[WHAT YOU NEED TO DO] Please write out everything in the data below from the line containing "of the lamp" down to the line containing "[(32, 161), (285, 171), (354, 199)]", including both of those lines, with no changes.

- - -

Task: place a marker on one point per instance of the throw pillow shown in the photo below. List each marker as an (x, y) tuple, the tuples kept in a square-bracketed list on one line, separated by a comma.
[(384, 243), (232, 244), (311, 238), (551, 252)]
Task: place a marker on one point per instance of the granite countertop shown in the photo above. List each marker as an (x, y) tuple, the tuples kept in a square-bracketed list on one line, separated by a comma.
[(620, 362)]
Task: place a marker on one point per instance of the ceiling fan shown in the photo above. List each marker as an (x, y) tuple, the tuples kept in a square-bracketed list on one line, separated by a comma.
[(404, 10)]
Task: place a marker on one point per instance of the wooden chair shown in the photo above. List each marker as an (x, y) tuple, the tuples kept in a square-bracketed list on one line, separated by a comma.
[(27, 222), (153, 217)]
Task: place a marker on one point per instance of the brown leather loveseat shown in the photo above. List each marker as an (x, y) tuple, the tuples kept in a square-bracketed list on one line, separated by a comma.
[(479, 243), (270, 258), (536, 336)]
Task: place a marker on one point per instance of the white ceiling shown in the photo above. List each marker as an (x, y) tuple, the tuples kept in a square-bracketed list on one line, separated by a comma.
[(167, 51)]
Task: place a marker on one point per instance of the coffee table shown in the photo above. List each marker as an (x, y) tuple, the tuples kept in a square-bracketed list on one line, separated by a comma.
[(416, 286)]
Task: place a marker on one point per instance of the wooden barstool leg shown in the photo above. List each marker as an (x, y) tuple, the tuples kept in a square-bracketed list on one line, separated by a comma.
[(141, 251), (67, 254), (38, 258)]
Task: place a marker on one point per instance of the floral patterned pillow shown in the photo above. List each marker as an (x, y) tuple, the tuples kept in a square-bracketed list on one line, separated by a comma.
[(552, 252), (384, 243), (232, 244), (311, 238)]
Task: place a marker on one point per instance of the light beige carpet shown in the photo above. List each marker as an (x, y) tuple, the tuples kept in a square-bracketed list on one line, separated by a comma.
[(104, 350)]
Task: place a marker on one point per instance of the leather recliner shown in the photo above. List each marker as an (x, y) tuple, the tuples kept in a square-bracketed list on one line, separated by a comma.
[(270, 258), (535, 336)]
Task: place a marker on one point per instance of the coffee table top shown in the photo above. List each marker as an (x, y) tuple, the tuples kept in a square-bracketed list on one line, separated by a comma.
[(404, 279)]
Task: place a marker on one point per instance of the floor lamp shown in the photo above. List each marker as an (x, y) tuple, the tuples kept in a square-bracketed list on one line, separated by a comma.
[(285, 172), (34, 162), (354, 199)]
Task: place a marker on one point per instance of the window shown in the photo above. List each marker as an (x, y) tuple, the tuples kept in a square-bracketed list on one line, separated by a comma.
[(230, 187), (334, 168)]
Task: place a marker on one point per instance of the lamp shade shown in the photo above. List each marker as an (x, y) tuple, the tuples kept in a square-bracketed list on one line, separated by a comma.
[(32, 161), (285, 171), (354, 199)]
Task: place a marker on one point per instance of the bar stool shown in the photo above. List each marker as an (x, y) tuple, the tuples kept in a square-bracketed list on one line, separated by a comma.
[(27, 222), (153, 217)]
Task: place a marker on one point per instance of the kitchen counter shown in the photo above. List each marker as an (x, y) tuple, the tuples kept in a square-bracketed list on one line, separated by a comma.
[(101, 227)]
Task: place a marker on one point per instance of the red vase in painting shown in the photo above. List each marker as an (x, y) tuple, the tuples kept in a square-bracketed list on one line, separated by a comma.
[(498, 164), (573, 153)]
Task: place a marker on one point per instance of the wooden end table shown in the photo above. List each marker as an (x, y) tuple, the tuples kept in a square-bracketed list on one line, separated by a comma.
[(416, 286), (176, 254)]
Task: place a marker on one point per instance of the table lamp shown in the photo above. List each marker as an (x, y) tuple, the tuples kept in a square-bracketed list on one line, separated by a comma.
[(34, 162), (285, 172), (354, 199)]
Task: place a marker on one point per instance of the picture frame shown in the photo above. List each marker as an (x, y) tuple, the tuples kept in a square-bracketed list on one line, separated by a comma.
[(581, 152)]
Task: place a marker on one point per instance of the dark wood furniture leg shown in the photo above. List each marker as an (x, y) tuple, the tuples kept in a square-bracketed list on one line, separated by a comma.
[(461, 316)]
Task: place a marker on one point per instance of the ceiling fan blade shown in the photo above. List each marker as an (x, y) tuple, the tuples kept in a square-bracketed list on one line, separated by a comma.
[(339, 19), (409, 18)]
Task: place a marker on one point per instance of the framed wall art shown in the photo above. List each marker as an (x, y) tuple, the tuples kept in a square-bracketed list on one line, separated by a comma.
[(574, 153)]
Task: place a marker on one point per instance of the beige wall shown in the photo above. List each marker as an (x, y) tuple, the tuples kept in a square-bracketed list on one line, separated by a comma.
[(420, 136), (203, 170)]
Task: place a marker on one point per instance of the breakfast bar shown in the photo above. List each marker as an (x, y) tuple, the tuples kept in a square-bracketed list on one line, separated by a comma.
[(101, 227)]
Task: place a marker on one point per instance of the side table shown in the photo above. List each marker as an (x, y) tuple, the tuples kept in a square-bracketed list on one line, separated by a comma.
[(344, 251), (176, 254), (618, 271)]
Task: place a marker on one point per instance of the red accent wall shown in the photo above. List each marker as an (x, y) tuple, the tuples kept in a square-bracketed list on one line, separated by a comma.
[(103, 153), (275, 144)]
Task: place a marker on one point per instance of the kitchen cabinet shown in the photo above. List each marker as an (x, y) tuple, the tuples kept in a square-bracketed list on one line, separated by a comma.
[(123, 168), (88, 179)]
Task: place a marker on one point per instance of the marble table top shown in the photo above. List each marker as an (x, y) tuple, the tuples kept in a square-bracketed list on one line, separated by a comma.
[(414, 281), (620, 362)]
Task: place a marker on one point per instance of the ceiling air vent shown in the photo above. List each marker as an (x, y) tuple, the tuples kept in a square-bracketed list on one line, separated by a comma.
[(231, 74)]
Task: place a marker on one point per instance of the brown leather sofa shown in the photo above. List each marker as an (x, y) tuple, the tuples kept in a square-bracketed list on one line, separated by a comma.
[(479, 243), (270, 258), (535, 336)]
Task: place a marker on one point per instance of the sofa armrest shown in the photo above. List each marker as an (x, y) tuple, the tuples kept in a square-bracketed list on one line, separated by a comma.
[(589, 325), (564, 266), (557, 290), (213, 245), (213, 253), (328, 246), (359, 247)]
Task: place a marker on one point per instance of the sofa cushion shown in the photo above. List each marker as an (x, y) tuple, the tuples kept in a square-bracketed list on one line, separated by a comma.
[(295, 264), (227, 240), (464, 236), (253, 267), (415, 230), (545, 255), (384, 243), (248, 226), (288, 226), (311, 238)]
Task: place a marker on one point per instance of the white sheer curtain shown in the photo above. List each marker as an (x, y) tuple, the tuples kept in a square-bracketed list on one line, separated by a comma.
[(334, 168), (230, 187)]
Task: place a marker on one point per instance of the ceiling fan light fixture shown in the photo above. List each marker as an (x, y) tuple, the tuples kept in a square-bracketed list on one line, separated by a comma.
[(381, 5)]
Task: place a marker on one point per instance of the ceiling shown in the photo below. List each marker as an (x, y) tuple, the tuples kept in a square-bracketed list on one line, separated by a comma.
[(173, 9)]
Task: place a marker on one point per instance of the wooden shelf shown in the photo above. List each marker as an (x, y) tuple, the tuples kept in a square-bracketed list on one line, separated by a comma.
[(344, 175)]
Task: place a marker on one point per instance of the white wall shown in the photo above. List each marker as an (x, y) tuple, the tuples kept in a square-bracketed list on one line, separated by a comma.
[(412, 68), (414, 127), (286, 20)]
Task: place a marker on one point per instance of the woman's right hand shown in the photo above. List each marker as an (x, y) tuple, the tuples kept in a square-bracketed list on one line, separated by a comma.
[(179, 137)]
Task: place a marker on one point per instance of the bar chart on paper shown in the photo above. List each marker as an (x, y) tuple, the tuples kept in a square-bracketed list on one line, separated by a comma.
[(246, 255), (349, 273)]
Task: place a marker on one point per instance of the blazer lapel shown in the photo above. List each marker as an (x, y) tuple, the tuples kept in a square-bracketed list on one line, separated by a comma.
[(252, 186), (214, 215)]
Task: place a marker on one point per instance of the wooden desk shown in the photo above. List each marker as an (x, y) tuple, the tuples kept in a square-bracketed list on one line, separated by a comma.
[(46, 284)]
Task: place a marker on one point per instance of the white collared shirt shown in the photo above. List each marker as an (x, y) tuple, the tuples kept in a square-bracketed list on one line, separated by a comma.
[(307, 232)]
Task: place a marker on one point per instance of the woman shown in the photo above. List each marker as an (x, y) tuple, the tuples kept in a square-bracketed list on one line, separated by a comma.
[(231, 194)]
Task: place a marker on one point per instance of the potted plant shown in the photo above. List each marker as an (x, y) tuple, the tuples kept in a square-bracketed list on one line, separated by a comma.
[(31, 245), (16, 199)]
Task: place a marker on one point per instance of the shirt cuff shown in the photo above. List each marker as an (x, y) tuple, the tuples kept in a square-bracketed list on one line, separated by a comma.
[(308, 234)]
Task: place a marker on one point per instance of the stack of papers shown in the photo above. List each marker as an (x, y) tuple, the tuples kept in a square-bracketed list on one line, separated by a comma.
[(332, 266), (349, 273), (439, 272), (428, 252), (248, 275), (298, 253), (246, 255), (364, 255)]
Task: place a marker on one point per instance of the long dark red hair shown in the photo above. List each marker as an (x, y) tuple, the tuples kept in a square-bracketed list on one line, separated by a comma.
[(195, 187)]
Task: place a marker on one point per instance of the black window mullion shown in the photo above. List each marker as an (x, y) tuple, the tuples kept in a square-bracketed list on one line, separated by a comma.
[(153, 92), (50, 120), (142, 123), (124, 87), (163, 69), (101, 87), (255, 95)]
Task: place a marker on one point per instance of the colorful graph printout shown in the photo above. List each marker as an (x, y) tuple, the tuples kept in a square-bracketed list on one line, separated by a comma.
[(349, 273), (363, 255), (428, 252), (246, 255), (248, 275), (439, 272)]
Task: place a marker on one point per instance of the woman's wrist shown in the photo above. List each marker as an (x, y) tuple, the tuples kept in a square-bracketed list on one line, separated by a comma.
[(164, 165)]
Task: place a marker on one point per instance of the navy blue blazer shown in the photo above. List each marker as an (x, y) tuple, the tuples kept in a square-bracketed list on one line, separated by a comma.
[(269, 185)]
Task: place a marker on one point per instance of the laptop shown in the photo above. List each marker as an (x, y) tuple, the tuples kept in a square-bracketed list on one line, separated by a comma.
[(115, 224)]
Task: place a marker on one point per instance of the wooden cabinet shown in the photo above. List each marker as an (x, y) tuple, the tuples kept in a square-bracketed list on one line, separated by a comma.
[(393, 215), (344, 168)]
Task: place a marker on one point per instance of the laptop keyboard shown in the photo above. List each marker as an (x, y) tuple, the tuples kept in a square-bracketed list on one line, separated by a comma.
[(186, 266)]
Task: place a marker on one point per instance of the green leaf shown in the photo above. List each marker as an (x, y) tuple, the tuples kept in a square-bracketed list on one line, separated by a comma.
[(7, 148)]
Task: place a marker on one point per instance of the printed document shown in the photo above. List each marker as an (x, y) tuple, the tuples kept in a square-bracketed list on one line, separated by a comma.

- - -

[EXERCISE SOLUTION]
Task: place a marker on one point per instance of the lamp shade shown in the photo above. List each marker as an (x, y) tuple, the tuples kept in a square-bracketed list on one line, separated by a comma.
[(32, 161), (285, 171), (354, 199)]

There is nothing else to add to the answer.